start Task material

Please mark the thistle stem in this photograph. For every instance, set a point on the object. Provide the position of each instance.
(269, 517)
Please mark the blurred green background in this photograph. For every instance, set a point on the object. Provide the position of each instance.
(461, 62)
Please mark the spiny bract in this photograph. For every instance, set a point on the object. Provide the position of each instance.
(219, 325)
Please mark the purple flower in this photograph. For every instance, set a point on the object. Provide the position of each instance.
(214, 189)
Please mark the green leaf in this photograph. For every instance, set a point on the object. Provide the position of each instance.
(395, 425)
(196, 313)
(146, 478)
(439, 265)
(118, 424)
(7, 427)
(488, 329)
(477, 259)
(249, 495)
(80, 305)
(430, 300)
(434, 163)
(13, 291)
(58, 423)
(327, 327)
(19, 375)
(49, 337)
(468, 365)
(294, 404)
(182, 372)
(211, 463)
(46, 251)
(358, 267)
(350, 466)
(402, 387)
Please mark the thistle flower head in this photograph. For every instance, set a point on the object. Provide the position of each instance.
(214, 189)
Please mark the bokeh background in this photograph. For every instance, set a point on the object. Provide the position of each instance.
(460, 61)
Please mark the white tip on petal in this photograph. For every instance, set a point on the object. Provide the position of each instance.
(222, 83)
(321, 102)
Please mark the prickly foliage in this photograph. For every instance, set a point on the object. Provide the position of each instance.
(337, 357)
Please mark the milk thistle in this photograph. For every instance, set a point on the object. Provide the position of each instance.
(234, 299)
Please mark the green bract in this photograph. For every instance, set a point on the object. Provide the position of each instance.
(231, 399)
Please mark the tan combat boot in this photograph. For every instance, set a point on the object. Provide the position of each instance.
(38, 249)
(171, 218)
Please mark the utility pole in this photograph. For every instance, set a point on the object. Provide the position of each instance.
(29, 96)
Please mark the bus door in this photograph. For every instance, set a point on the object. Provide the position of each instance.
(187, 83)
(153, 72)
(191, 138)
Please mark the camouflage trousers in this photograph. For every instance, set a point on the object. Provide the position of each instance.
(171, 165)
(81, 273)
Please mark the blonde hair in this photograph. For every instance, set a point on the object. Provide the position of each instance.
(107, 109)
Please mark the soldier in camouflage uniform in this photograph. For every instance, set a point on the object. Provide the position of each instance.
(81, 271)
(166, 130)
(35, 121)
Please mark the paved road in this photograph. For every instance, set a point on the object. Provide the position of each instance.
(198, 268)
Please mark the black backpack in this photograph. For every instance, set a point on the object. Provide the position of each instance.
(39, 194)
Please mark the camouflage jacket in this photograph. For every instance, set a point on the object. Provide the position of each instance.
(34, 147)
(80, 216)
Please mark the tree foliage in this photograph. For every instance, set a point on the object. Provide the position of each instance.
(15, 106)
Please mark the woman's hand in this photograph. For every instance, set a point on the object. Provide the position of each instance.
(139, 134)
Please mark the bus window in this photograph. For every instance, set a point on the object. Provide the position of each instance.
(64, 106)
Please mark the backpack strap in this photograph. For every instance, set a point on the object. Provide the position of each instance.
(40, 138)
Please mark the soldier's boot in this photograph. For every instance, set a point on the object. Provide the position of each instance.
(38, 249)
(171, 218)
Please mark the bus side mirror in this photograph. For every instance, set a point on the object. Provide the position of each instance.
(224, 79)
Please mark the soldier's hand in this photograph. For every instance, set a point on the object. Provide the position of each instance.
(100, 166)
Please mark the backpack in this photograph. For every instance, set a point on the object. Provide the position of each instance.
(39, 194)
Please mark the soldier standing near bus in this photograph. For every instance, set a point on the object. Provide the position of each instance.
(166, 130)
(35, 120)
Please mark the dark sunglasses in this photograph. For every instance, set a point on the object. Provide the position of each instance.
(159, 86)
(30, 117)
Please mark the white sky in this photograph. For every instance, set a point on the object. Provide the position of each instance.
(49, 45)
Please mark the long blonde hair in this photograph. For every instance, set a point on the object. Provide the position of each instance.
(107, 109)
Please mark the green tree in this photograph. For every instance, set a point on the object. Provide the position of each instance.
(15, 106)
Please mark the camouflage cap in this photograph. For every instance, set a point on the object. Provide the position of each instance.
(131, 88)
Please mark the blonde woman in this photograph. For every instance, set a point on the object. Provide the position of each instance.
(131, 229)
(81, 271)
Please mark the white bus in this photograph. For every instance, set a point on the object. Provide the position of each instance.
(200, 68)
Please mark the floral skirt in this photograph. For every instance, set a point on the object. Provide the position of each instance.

end Task material

Aim. Write the lines out exactly, from the one with "Please mark the green tree" down to the last line of the listing, and leave out all others.

Task result.
Please mark the green tree in this photograph. For every instance, set a point on the object. Provide the position of each instance.
(15, 106)
Please mark the camouflage cap in this photograph. For every instance, set a point on the object. Provide the position of each instance.
(131, 88)
Please mark the blonde woman in this photograph. For every instance, set a point on the object. Provide the position of each instance.
(131, 229)
(81, 271)
Please mark the white bus in this photograph. For every instance, set a point on the object. Provide the position of each instance.
(200, 68)
Please mark the floral skirt in this photograph. For every instance, set a point on the object. Provide the position of each instance.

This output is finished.